• [TEXT SHOWN]
--------------------------------------------------
Strategic Model for Effective Communication in Primary Schools With Focus on the merger between Erdiston & Carrington Schools
Colleen J. Inniss-Gittens
University of the West Indies, Cave Hill
PSYC 2016: Communication Psychology
It is critical to consider the efficiency of design, layout and staffing as it relates to successful communication in schools from a psychological perspective. If the design or layout of the building is not conducive to learning, then the objective of having the school would not have been met. Similarly, if the staff is not trained in the effective use of communication, especially nonverbal communication, then the purpose for which the building is being constructed will be lost. It is imperative that the importance of areas which contribute to effective learning such as class layout, design and colour, staff competence and discipline be understood, so that this project achieves its overall objectives.
As Erdiston and Carrington Primary schools prepare to merge in 2009 and become one school, there are several factors which must be considered, if this new school is to be a productive learning institution. To provide education is not just to provide a space in which students learn, it is also to provide the right environment and resources to facilitate learning.
The purpose of this paper, therefore, is to provide the Ministry of Education with the information necessary for them to make sound decisions in a. Contracting the building to ensure that the design, layout and use of colour is conducive to learning and
b. Selecting and providing teachers and other relevant human resources with the knowledge and understanding of nonverbal communication, use of the new layout, positive discipline and overall development of the students.
Our objective as Communication Psychologists, is to enable Government to provide a strong and practical foundation for these students by removing the barriers to effective interaction.
While this document does not aim to provide a background on Educational Psychology, it does aim to give its reader a clear understanding of the impact of non-verbal communication in a learning environment and its relevance to the objectives of the proposal. There are several different learning strategies which, if applied correctly, can be very effective in the classroom. However, correctly, is the operative word; most good strategies require an environment which will allow successful communication to take place. Although generally people interpret communication to mean verbal forms of expression, for learning to take place successfully, we must consider non-verbal communication as well.
--------------------------------------------------
• [STORED DATA]
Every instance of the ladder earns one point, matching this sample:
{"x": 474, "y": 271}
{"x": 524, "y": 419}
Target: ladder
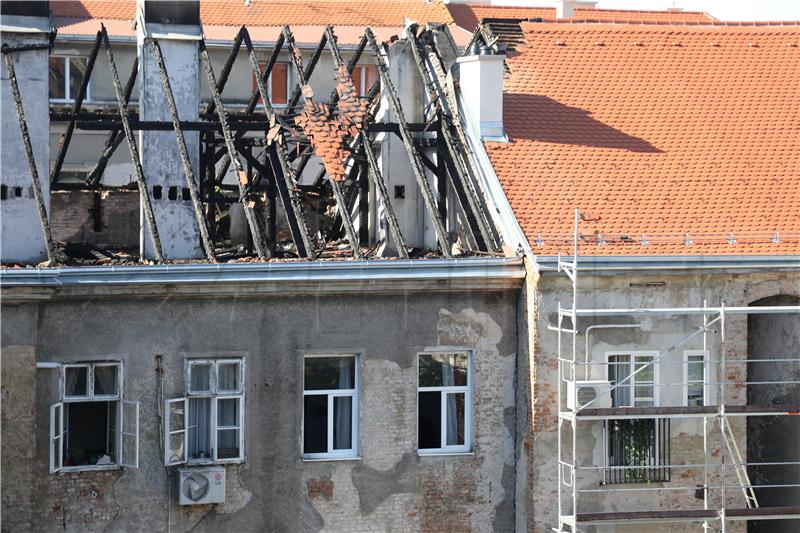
--------------------------------------------------
• [EXERCISE OBJECTIVE] According to the paper on communication in primary schools, in what year were Erdiston and Carrington Primary schools preparing to merge?

• [ANSWER IN FULL] 2009